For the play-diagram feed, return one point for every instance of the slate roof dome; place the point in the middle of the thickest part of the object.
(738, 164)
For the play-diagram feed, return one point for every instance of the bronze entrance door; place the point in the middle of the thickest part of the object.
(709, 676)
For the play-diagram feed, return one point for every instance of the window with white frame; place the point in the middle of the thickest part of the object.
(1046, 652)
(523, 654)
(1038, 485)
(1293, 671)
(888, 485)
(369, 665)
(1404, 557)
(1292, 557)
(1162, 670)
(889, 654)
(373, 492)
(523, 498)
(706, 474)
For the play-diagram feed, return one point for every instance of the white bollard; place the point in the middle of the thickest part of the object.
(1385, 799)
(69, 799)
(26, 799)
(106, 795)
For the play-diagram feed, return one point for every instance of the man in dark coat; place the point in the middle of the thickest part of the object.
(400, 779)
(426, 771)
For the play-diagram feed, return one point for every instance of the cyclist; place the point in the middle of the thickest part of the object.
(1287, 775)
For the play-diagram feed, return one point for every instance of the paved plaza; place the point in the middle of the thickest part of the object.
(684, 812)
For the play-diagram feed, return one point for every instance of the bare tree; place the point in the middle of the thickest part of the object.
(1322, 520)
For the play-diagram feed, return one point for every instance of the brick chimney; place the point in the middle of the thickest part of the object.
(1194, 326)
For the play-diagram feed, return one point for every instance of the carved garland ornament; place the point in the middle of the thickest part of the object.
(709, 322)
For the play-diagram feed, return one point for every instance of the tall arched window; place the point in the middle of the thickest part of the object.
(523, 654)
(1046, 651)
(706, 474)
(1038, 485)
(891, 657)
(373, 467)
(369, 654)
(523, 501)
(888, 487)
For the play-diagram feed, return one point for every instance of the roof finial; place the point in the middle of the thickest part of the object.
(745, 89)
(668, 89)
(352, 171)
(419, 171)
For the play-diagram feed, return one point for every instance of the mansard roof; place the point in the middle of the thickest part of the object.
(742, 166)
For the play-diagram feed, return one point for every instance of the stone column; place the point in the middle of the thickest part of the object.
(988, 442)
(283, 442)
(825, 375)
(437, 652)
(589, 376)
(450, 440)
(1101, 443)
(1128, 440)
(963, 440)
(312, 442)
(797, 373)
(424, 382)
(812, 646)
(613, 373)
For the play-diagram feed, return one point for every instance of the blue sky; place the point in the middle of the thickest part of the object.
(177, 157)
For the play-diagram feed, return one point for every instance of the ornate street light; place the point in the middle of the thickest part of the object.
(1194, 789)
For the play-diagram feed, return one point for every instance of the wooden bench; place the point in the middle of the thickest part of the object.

================

WORK REQUIRED: Could you return all of the entries exactly as they stand?

SOLUTION BELOW:
For the play-diagram feed, return one point for every instance of the slate roof dome; place the point in the middle of the thickest part of the object.
(738, 164)
For the play-diagram feed, return one point for every instance of the bronze entrance door; place the point in the middle of the thickest part of the object.
(709, 676)
For the play-diagram feed, return one point for every instance of the window with white frame; place the point in the middle of the thickest part of the object.
(1046, 652)
(523, 654)
(1038, 485)
(1293, 671)
(888, 485)
(369, 665)
(1404, 557)
(1292, 557)
(1162, 670)
(889, 654)
(373, 492)
(523, 498)
(706, 474)
For the play-diagram feed, return one point for every instance of the white bollard; place the point in the middle of the thickest part of the object.
(1385, 799)
(69, 799)
(26, 799)
(106, 795)
For the play-diagram feed, return one point for every instance of the man in dark coat; place the point in the middle of the thickest part of the object.
(400, 779)
(426, 771)
For the play-diagram feed, return one point for every instance of the cyclist; place the point in the middle of the thickest part of the object.
(1287, 775)
For the play-diagram feed, return one point for every instance of the paved plaza; place the point in the middle of the thickest part of the object.
(684, 812)
For the play-diagram feed, return one point for every instance of the bare tree; place the point in the middle of the thickest part of the object.
(1322, 520)
For the play-diagram feed, return one point for every instance of the brick chimney; place the point in the middle of the thickest part of the object.
(1194, 326)
For the play-diagram feed, return one point for every instance of the carved garland ornament; place the point in the middle of the thickest part of the object.
(709, 322)
For the play-diagram feed, return one point for every instance of the tall arched window; place the point in the middle of the thickest part of the object.
(523, 654)
(1046, 651)
(706, 474)
(1038, 485)
(891, 657)
(373, 467)
(369, 654)
(523, 501)
(888, 487)
For the play-diagram feed, return one point for every instance of the roof finial; place the point in the middle of the thickest part of the object.
(745, 89)
(668, 89)
(352, 171)
(419, 171)
For the play-diagram feed, return one point for every instance of the mansard roof; place the point in the middle of the thickest part of the object.
(742, 166)
For the play-diagram feed, return one point for every instance of the stone column; place the point in the middle of the thickest part of the object.
(988, 442)
(283, 442)
(825, 375)
(437, 652)
(589, 376)
(450, 440)
(1101, 443)
(1128, 440)
(963, 440)
(312, 442)
(797, 373)
(424, 382)
(812, 646)
(613, 373)
For the play-diagram feed, return one point for every instance of the blue sky; place the point in the middle of the thickest part of the object.
(177, 157)
For the play-diagram feed, return one point for every instance of the ornate street light; place the point in the middle of the thickest part of the object.
(1194, 789)
For the play-diagram feed, return one point for every instance of the wooden bench; place the point in the middle of the thickest part of the object.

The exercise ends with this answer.